(SELECTED PASSAGE)
Postby hiriskpaul » May 30th, 2019, 11:12 am

Bena48 wrote:Background
Own our home. Have modest but adequate occupational pensions. Hold a HYP portfolio. A few other modest investments. I am 56 and my wife 58. I aim to retire at 61/62

Issue
I have the two pensions listed below with the current estimated pensions pots. I wish to take both pots and put them in a SIPP and divert the very modest contribution I make to the Standard Life pension each month into the SIPP.
I wish to keep things very simple and use one world tracker e.g. Vanguard Lifestrategy 60% accum.

Aviva personal pension-53K
Standard Life stakeholder pension-38K

Desired outcome
To grow the combined capital sum at a greater rate than the current providers do. Take a modest income from 61/62 onwards.

Questions
1) Both providers state that the pots can only be transferred into pensions. How do I make this practically happen? Do I have to set up an account with a platform 1st?

(Records excerpted from a collection)
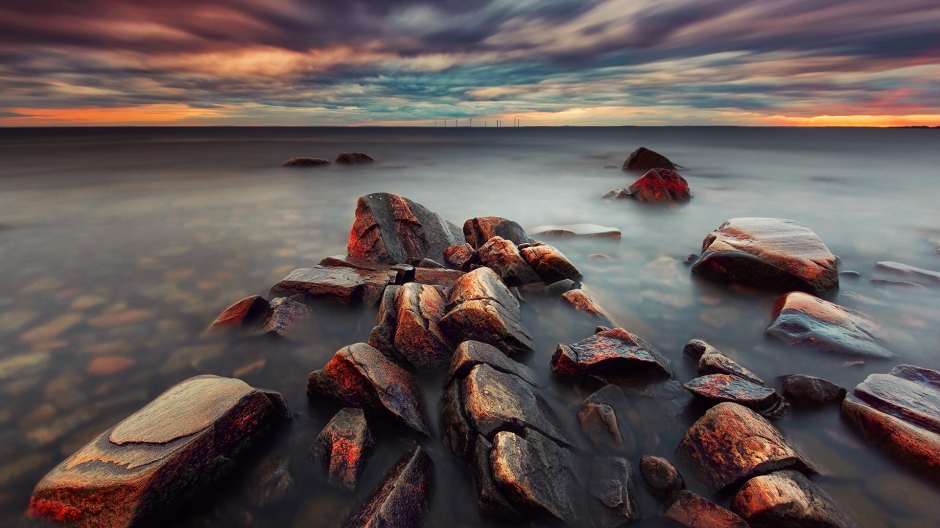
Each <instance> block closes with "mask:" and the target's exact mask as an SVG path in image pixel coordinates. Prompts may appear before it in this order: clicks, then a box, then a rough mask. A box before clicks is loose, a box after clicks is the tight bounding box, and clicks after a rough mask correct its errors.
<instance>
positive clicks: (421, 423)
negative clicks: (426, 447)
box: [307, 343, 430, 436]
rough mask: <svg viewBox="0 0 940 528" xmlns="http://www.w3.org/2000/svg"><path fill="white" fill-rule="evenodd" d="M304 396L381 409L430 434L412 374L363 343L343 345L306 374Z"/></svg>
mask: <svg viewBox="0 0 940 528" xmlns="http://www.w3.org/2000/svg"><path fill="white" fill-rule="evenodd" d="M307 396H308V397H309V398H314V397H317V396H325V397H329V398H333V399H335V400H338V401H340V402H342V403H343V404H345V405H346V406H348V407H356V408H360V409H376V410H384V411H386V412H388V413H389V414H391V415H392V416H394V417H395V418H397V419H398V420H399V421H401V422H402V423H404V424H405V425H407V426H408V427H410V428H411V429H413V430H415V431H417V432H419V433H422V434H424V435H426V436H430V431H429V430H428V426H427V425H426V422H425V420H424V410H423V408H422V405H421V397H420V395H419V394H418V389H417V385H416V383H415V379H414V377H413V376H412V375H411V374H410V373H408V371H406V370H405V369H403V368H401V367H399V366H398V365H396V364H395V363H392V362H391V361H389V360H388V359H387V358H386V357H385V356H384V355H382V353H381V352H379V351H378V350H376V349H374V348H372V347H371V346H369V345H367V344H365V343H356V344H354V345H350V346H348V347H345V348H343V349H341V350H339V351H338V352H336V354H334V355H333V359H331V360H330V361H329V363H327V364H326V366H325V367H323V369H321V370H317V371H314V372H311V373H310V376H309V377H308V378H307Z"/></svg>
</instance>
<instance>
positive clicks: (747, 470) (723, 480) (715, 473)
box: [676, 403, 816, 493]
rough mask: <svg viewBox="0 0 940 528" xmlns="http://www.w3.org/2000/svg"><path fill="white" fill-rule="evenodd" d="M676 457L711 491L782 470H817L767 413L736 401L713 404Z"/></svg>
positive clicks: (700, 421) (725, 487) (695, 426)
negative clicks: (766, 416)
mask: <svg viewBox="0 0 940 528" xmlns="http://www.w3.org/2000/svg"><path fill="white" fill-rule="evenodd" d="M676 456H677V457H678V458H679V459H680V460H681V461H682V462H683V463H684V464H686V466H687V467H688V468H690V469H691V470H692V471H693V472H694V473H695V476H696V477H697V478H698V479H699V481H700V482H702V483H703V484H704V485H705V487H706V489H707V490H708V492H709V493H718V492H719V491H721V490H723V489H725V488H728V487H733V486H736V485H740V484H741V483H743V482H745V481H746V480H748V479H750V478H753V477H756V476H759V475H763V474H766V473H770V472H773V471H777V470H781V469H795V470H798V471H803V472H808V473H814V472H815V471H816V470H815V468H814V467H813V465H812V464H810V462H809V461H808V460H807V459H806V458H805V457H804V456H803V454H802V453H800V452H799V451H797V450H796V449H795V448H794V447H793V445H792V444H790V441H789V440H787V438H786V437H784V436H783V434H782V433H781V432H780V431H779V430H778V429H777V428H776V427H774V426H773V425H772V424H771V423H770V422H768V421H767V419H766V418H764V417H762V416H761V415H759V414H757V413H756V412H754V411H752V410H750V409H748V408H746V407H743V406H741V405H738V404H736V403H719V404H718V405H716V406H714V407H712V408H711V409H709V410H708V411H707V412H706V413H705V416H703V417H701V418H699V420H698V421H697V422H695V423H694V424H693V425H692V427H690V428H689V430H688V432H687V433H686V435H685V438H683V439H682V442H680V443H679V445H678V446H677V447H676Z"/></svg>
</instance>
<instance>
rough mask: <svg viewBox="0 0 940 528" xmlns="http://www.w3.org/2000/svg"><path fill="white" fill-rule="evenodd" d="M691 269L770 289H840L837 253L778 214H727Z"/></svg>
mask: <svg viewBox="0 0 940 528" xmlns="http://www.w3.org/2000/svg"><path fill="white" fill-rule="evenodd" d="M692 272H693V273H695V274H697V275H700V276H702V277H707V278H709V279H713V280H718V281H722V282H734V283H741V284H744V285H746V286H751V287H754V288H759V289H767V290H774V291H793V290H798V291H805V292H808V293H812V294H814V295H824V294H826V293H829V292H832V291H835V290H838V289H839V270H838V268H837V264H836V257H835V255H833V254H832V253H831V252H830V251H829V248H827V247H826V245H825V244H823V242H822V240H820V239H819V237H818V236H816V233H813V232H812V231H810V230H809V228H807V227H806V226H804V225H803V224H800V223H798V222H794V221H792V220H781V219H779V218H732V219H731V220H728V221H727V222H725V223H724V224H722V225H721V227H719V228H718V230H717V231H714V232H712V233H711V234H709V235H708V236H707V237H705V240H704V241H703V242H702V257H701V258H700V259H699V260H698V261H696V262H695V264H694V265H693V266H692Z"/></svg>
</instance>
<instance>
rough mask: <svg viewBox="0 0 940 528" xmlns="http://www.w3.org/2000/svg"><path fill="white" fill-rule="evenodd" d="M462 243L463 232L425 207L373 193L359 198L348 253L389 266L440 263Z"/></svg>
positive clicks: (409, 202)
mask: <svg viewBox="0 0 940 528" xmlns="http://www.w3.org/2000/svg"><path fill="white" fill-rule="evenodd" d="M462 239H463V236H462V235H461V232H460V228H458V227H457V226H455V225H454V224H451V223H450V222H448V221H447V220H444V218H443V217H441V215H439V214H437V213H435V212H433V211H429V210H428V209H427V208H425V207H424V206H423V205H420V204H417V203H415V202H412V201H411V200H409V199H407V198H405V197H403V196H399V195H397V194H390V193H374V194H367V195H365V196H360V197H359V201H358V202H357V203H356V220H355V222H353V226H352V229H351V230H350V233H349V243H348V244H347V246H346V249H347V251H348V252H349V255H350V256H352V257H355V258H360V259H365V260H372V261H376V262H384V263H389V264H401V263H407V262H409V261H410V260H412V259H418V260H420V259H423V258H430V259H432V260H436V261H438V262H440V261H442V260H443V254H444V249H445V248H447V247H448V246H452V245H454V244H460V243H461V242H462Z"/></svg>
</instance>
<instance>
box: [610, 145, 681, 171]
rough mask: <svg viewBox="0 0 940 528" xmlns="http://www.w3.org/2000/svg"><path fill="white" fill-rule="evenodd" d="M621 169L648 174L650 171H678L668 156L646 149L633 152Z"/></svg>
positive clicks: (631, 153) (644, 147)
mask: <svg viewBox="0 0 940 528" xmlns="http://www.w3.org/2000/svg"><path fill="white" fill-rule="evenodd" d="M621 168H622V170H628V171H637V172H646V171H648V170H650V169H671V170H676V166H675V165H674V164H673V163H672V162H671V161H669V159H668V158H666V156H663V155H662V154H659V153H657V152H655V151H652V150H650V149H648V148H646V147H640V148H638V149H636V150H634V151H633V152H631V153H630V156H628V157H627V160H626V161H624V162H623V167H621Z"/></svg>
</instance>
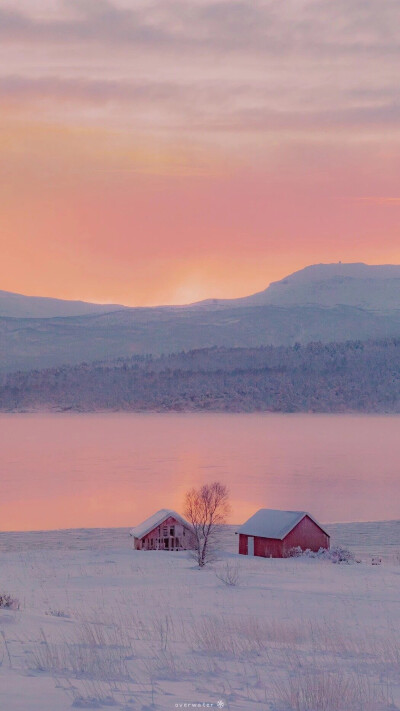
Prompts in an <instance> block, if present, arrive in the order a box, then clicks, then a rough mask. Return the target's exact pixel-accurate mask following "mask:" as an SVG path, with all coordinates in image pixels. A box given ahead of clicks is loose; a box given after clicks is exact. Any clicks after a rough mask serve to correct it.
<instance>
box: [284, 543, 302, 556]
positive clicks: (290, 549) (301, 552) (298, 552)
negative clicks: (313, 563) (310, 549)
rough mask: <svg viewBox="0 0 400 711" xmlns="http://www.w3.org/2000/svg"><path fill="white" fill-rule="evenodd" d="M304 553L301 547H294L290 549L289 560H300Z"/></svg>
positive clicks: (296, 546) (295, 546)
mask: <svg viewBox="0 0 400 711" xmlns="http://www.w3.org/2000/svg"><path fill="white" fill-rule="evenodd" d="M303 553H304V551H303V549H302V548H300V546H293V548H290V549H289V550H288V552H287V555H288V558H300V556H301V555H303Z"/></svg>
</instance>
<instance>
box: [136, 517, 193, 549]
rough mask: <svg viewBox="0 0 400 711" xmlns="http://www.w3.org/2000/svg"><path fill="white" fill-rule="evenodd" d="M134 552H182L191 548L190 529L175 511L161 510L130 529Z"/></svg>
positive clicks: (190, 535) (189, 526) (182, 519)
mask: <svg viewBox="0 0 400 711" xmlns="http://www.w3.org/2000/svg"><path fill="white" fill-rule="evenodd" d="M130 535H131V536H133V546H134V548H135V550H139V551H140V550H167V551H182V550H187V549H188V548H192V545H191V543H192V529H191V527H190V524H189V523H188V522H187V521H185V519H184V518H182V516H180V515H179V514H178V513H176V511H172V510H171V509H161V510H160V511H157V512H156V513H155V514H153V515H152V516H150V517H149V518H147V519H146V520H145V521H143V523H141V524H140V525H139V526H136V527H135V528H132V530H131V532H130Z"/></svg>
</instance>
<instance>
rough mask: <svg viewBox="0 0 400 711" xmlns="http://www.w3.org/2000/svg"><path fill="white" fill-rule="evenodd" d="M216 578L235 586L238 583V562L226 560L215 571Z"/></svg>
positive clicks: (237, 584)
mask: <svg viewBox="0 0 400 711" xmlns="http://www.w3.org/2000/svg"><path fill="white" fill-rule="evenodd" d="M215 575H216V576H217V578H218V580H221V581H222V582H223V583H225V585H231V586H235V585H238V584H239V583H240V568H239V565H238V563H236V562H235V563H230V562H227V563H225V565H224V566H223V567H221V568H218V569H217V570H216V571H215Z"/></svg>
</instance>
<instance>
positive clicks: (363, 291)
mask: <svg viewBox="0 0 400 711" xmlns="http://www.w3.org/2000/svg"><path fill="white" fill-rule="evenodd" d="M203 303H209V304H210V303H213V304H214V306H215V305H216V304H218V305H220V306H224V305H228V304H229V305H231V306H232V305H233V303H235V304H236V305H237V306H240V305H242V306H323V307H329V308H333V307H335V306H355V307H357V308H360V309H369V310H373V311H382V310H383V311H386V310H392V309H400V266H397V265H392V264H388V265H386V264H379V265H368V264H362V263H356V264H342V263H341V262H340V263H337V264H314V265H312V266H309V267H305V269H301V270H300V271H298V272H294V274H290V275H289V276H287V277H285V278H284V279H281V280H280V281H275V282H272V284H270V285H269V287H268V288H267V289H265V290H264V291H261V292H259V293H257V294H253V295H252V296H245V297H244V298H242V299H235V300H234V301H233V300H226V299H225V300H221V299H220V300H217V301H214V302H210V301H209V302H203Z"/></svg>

(TASKS FOR THIS EXERCISE)
a - In one to three sentences, explain what the pension transfer post gives as the reason for moving both pots into a SIPP.
b - Carry on the pension transfer post, starting after its final question.

(WRITTEN ANSWERS)
a - The aim is to grow the combined capital sum at a greater rate than the current providers do. From 61/62 onwards, the plan is to take a modest income from it.

b -
2)Aviva state there are no transfer fees. Standard life seem more coy on the subject in their paperwork. What questions should i ask Standard Life?
3) Is here an efficient way to draw down the income? I will not be interested in taking an initial 25%.

Thanks in advance.
Ben

If you value simplicity, a Fidelity SIPP might be one to look at. They would charge you a platform fee of 0.35%, which is high, but there are no other charges. For a £91k investment, that works out at £318.50 per year. If you were to put everything into a Vanguard Lifestrategy fund, the platform fee would be paid by the automatic selling of units each month and unlike many other SIPP providers, there is no additional fee for this.

For drawdown, you can set up regular monthly payments or do ad-hoc withdrawals, again with no additional fees. I am not sure whether it is still the case, but one annoyance is that you cannot set up regular UFPLS withdrawals. UFPLS withdrawals can only be ad-hoc, so if you wanted regular monthly UFPLS withdrawals, you would need to instruct monthly.

The Vanguard SIPP may well turn out to be cheaper and just as simple as the Fidelity SIPP, in which case you could transfer to it when it becomes available. Fidelity don't charge exit fees.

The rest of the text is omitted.